*Written problem*.
Repeat exactly, and only, the lines from the one holding "TARGET: basket floor grid" through the last line of the records below.
====== Data supplied ======
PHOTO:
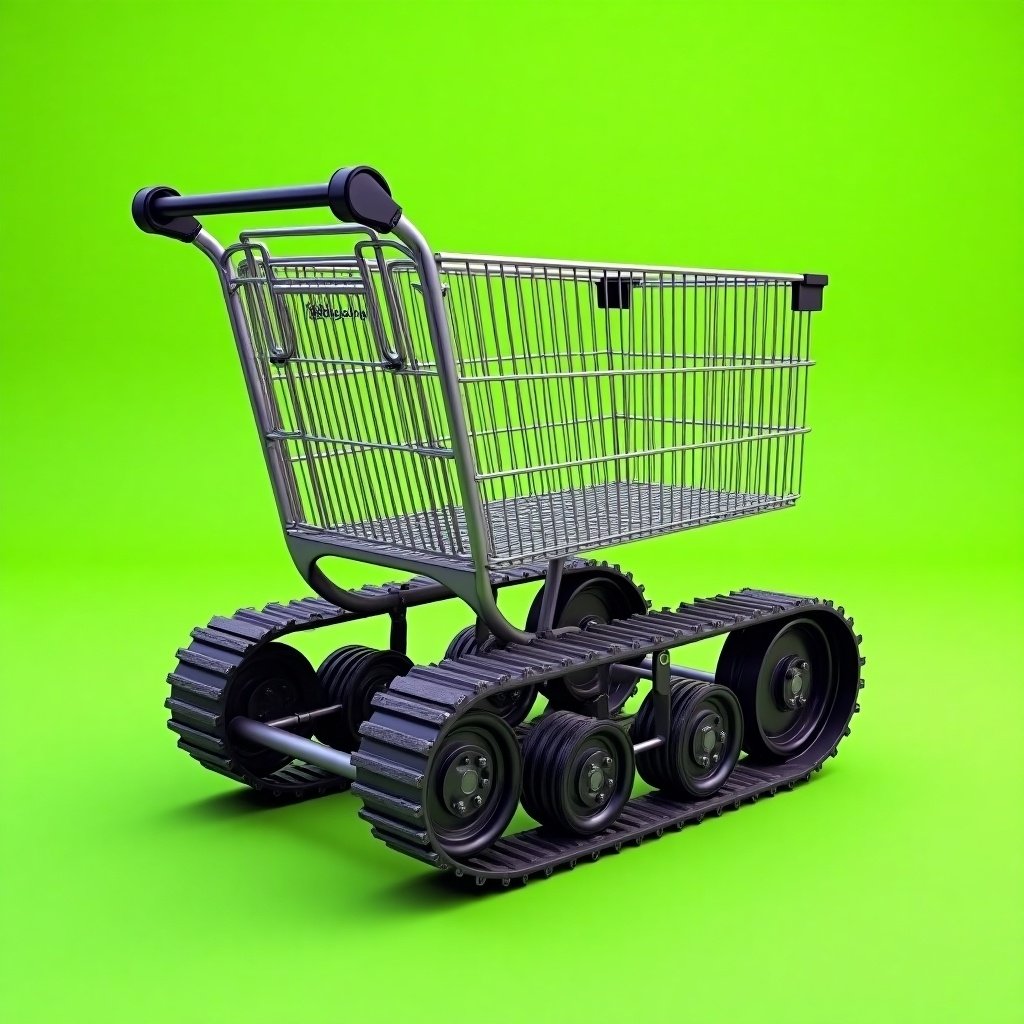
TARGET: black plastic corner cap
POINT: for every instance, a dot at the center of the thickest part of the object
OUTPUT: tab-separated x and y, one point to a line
808	295
361	195
182	228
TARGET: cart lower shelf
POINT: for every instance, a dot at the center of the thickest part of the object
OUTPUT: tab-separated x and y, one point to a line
544	525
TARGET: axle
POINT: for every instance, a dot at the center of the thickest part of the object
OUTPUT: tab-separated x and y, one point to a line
337	762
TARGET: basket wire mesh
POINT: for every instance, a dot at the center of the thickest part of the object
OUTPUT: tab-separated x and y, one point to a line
603	402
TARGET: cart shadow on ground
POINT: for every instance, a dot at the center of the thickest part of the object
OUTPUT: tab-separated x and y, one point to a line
331	825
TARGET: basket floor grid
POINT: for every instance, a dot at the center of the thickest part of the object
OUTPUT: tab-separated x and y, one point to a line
565	521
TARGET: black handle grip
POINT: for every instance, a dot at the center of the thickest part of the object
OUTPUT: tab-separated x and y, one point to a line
353	194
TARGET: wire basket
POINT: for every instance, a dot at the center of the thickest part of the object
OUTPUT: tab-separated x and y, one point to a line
599	402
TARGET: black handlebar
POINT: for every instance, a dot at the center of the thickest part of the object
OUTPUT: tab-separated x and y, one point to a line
354	194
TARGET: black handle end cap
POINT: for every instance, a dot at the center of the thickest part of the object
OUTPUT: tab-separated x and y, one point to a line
361	195
808	295
182	228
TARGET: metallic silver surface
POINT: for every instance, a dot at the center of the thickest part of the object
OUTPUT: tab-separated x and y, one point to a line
478	413
309	751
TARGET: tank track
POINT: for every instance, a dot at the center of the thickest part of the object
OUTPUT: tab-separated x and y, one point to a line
418	708
202	677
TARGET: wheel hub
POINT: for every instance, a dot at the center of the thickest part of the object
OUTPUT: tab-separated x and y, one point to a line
793	683
596	777
710	739
466	780
274	698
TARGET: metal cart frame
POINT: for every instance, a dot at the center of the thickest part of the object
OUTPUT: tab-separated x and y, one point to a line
360	197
======
*Exercise result*.
TARGET: basket floor grid
POINT: for every instance, a dot at the center of the thickest part of the object
OUTPUT: tab-separated x and y, one point to a line
565	521
TARGET: black handle grip
POINT: for every instance, a dot at the center of the thickest part of the object
OUTPUT: tab-separated x and y, one point to a line
353	194
TARGET: wire basket
POINT: for every instance, a dot at the center of the thickest part of the object
OUTPUT: tab-separated x and y, one point to a line
599	402
TARGET: black handlebar
POINT: for every instance, a dot at the center of the thickest part of the object
OUTPUT: tab-separated x and y, one point to a line
354	194
TARGET: black handle end cap
POINT: for every instance, a dot at the center of the thickest part of the object
OUTPUT: tab-separated x and y, one point to a line
361	195
808	295
182	228
TARGET: metallic silver surface
POINT: for every instance, a dot at the center of the thickest part of the object
OUTPUT: tab-separated x and y, one point to a line
478	413
309	751
TARGET: tank track
POINT: for every instance, a dot at the center of the thickest part of the object
OUTPUT: tab-separated x and y, one point to a line
418	708
202	677
TARGET: wheel hub
POINT: for every instance, a dot at the center of the thickest part of the object
OUTPUT: tab-separated x and y, one point to a line
793	683
596	777
710	739
466	780
274	698
TARGET: metal cart frame
POINT: for every instance, a dot at the center of the thickest part of the object
OUTPUT: tab-separated x and y, one point to a line
360	197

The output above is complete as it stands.